What is needed: Scale the records from the line with "of the man's" up to and including the line with "of the large", and give back only those lines, requests included. Multiply every point coordinate in the answers by 1.9 and round each result to a whole number, with halves rounded up.

Data shown:
* * *

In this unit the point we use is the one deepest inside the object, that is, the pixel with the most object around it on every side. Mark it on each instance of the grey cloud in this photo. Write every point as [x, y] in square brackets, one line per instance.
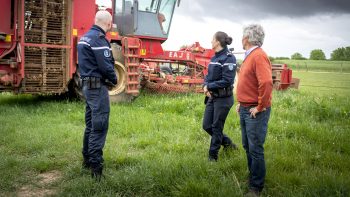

* * *

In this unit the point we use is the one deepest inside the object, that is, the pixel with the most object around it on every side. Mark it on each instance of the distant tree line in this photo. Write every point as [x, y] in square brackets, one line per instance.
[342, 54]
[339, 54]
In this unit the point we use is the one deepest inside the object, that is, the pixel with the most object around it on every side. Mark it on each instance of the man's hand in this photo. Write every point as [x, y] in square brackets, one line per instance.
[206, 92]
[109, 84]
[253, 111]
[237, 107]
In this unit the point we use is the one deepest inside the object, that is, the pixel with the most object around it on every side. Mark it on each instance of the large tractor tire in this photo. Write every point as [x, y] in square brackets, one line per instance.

* * *

Result of the task:
In this unit the point we use is the one deepest inside the object, that is, the pixel with the most object around it on every side. Mark it on each instance of the man's hand in this photo. Write every point as [x, y] in square brackets, one line per instance.
[391, 175]
[207, 160]
[481, 211]
[450, 203]
In this unit the point we use is the one deepest inside the object, that is, the pixel with the most object around it on every side. Mark it on each instance of the large tractor tire in this photo. Write every point as [x, y] in square brackets, one line per instance.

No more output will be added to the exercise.